(Source records)

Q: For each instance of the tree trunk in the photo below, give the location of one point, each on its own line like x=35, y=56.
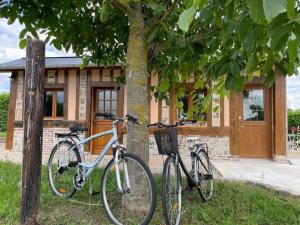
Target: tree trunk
x=137, y=84
x=33, y=132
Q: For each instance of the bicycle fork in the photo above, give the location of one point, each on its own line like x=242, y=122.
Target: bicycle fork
x=118, y=177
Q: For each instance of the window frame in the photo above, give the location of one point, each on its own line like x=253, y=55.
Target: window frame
x=54, y=103
x=264, y=103
x=188, y=89
x=110, y=100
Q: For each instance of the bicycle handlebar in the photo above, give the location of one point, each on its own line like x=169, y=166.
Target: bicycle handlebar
x=112, y=116
x=179, y=123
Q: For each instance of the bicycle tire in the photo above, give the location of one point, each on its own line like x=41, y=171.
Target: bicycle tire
x=104, y=193
x=205, y=196
x=58, y=191
x=165, y=191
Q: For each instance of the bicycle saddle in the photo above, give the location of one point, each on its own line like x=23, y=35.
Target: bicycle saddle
x=78, y=128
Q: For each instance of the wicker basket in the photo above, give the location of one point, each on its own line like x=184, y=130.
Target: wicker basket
x=166, y=140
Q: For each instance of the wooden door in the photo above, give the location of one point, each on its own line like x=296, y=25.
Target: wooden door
x=104, y=100
x=254, y=119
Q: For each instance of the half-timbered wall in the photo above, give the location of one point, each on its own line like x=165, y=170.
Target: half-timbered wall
x=218, y=130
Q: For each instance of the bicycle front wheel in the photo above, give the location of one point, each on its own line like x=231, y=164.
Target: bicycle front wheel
x=62, y=166
x=171, y=192
x=134, y=204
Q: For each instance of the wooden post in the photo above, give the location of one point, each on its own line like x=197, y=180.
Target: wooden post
x=33, y=131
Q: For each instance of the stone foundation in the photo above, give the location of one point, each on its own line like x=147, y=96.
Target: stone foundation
x=48, y=138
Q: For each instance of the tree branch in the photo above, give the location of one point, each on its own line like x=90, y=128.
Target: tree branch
x=162, y=19
x=156, y=48
x=123, y=5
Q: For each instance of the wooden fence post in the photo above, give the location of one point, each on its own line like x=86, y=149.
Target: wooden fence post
x=33, y=131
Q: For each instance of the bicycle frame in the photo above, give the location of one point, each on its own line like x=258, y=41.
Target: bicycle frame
x=90, y=167
x=193, y=156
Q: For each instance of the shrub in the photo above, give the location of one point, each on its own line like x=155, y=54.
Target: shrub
x=293, y=119
x=4, y=99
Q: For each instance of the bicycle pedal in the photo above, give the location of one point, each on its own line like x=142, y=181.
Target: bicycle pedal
x=95, y=193
x=202, y=186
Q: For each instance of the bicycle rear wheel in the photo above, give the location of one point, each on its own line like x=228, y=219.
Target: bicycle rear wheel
x=205, y=174
x=171, y=191
x=62, y=166
x=133, y=205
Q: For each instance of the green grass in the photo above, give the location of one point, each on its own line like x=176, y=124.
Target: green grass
x=233, y=204
x=2, y=134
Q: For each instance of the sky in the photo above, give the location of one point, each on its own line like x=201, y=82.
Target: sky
x=9, y=50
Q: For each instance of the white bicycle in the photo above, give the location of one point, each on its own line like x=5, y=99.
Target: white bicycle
x=127, y=187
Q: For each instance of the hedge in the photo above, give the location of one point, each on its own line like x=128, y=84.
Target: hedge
x=293, y=119
x=4, y=99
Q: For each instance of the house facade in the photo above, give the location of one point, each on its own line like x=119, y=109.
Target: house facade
x=249, y=124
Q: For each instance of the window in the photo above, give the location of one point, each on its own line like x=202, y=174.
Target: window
x=253, y=105
x=54, y=103
x=107, y=101
x=192, y=101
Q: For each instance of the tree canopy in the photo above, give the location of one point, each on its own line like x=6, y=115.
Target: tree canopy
x=222, y=43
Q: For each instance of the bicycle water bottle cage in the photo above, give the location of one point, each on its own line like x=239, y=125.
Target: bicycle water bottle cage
x=166, y=140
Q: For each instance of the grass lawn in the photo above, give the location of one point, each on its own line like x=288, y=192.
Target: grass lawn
x=2, y=134
x=233, y=203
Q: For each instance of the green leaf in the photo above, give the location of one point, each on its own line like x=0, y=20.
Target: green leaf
x=292, y=50
x=157, y=8
x=290, y=7
x=199, y=84
x=268, y=64
x=234, y=68
x=249, y=40
x=252, y=63
x=34, y=34
x=10, y=21
x=270, y=79
x=273, y=8
x=85, y=62
x=22, y=43
x=56, y=44
x=105, y=11
x=22, y=33
x=278, y=42
x=186, y=18
x=179, y=104
x=256, y=10
x=291, y=68
x=164, y=86
x=47, y=38
x=153, y=35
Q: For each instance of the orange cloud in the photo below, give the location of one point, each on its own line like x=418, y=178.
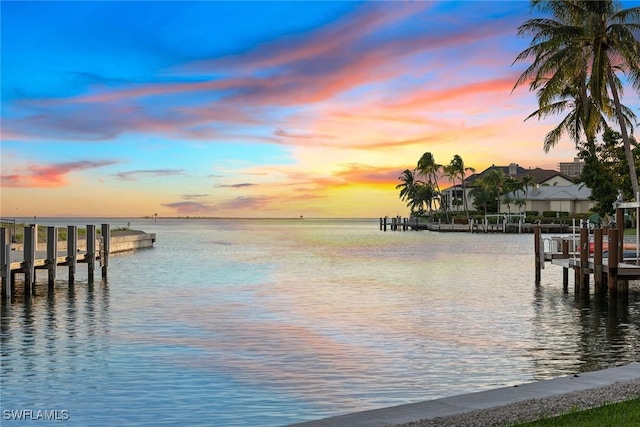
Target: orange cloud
x=45, y=176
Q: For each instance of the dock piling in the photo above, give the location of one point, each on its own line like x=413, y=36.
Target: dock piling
x=29, y=259
x=565, y=270
x=52, y=255
x=91, y=251
x=537, y=242
x=5, y=262
x=106, y=247
x=612, y=272
x=597, y=262
x=584, y=261
x=72, y=249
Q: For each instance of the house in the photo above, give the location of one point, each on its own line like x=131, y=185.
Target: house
x=572, y=198
x=549, y=190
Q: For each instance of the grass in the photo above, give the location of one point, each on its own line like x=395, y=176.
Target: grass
x=621, y=414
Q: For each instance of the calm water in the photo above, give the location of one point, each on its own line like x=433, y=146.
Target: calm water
x=266, y=323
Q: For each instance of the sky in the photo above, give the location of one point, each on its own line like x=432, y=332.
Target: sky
x=256, y=109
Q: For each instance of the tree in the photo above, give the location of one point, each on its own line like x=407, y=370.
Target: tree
x=583, y=46
x=408, y=187
x=430, y=170
x=456, y=169
x=604, y=172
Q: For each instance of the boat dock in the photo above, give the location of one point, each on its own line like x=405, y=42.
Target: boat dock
x=600, y=254
x=496, y=223
x=30, y=256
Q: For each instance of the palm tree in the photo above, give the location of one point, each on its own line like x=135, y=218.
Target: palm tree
x=585, y=44
x=456, y=169
x=428, y=168
x=407, y=187
x=426, y=194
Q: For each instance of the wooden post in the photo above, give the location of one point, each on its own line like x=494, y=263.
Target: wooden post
x=106, y=246
x=620, y=227
x=91, y=251
x=612, y=270
x=72, y=249
x=597, y=261
x=537, y=251
x=5, y=262
x=584, y=261
x=565, y=270
x=29, y=259
x=52, y=255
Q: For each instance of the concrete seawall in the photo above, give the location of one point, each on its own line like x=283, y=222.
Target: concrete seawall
x=130, y=242
x=121, y=241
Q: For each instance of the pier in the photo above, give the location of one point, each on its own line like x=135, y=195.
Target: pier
x=495, y=223
x=598, y=254
x=30, y=256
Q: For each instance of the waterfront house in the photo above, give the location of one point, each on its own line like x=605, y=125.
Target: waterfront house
x=548, y=190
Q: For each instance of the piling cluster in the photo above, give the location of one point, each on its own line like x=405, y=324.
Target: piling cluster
x=97, y=251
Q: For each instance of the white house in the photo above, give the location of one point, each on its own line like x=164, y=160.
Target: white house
x=550, y=190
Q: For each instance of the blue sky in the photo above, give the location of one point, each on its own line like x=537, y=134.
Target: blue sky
x=269, y=109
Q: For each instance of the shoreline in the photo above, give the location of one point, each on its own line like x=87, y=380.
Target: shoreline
x=516, y=404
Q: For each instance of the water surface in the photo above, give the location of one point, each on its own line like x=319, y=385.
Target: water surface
x=270, y=322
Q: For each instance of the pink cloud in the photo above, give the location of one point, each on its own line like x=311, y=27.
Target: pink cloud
x=46, y=176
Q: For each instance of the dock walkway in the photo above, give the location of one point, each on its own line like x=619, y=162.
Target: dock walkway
x=29, y=257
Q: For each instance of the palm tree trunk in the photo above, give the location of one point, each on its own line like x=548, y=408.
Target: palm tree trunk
x=625, y=139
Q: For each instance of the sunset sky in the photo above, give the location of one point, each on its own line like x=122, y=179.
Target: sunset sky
x=255, y=109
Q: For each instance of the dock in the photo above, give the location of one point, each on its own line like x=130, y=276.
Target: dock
x=599, y=254
x=30, y=256
x=495, y=223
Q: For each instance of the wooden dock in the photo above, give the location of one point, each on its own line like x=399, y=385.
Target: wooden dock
x=501, y=225
x=599, y=255
x=29, y=257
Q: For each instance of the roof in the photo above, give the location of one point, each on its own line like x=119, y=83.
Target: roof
x=539, y=175
x=548, y=192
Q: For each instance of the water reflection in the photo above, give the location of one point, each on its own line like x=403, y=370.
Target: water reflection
x=582, y=334
x=45, y=338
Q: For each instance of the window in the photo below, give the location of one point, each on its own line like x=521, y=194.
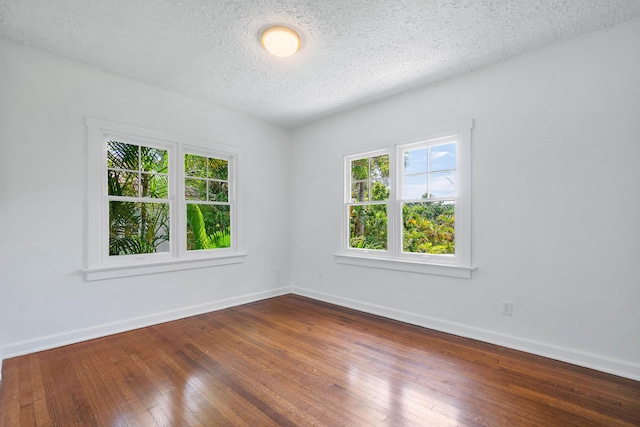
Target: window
x=369, y=202
x=208, y=209
x=407, y=206
x=159, y=202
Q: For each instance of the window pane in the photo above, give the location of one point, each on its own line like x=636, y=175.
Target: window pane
x=120, y=183
x=368, y=227
x=195, y=165
x=208, y=226
x=138, y=228
x=360, y=169
x=380, y=189
x=122, y=156
x=415, y=187
x=360, y=192
x=218, y=169
x=195, y=189
x=154, y=160
x=428, y=227
x=380, y=167
x=154, y=185
x=442, y=184
x=415, y=161
x=442, y=157
x=218, y=191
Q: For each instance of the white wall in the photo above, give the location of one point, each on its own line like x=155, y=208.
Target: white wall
x=556, y=203
x=44, y=299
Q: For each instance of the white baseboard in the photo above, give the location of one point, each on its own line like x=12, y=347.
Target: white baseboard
x=576, y=357
x=71, y=337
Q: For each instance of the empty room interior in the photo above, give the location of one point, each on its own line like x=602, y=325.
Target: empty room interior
x=426, y=214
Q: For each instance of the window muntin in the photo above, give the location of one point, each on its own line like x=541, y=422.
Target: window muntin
x=368, y=206
x=208, y=205
x=138, y=199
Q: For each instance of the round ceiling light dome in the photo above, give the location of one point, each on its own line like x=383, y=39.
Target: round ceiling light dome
x=280, y=41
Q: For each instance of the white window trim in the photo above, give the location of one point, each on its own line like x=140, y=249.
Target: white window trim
x=99, y=264
x=453, y=266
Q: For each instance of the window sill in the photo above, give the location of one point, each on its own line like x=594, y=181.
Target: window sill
x=459, y=271
x=126, y=270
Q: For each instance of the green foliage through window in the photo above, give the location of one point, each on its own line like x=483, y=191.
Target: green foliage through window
x=428, y=227
x=137, y=173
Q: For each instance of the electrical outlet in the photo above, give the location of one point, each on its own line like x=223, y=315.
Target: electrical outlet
x=507, y=308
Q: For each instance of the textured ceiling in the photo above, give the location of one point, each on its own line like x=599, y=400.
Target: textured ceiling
x=353, y=51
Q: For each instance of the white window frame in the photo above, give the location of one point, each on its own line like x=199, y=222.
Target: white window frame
x=100, y=265
x=458, y=265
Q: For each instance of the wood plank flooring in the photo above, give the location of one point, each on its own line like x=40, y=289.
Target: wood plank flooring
x=293, y=361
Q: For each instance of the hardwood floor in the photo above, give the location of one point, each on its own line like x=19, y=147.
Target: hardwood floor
x=294, y=361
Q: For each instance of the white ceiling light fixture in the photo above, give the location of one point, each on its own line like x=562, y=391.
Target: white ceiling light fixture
x=280, y=41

Set task -> Starting at the top of the entries and ending at the line with "x=118, y=177", update them by changing "bicycle fork" to "front fork", keeping everything else unchanged and leaving out the pictures.

Solution for this problem ->
Q: For each instance of the tree trunk in the photo below, give the location of one point, each on its own line like x=35, y=56.
Target: tree trunk
x=137, y=84
x=33, y=132
Q: For each instance of the front fork in the photo above, give the location of one point, each on its own line like x=242, y=122.
Target: front fork
x=118, y=177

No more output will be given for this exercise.